[Set problem] Pick out every line in the entries below that contains the word "shown" and copy those lines, paying attention to case.

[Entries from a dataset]

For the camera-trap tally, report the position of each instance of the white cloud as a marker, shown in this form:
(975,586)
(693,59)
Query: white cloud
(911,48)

...

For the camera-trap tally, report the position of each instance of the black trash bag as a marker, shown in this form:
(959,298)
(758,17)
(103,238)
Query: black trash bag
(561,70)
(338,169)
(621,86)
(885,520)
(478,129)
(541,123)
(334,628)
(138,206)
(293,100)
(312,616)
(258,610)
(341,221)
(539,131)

--

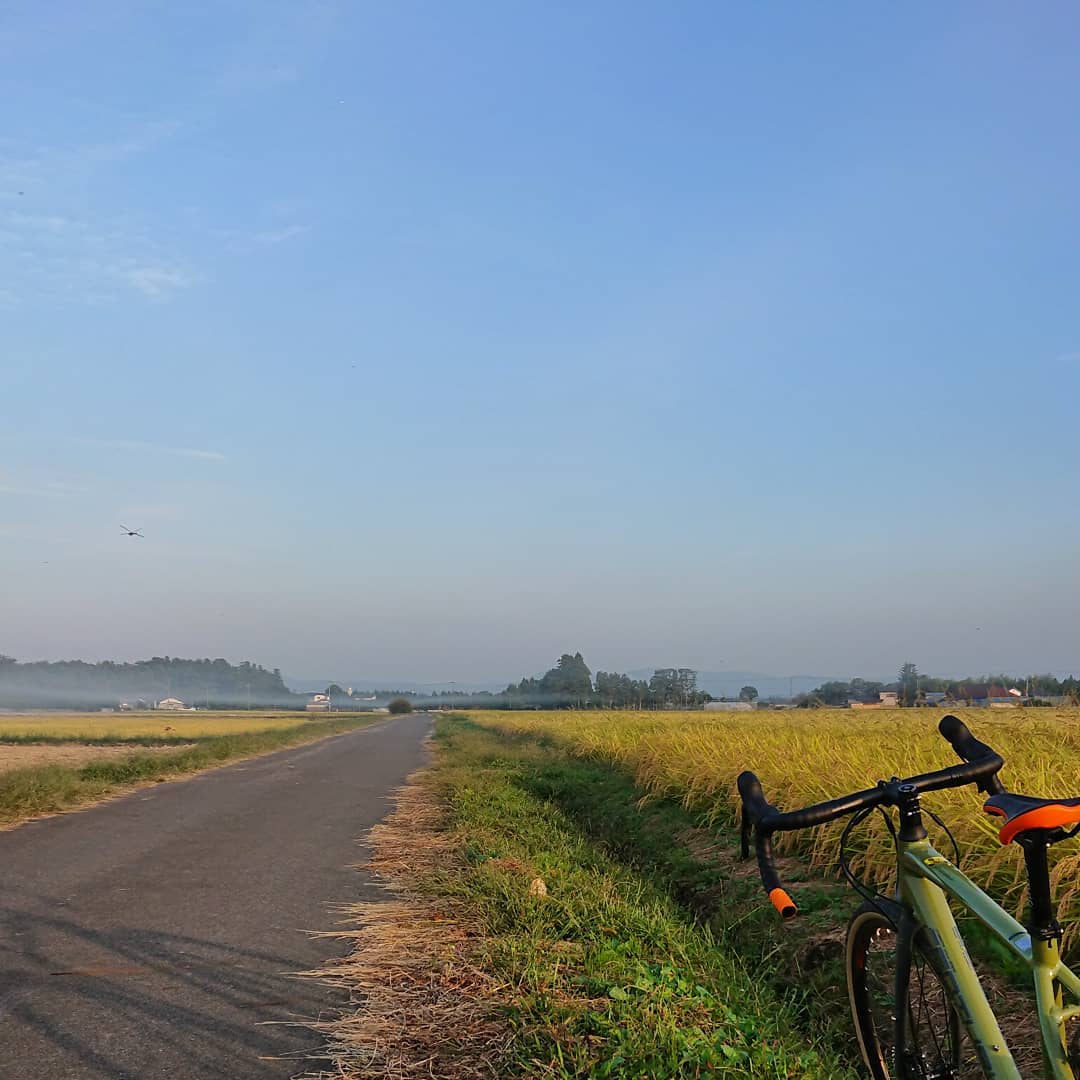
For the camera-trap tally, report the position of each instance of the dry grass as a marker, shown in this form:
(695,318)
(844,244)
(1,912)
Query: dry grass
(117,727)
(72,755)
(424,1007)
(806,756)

[Correct output]
For the camera-trap tally, report the position of each instance of the white cloud as a marker, shown in this form:
For the camera-trap tally, report the position of each instance of the black trash bag as a marker, shown in this form:
For the camera-trap tally, report the position of each instance of the dry grass as a marker, shown in this form:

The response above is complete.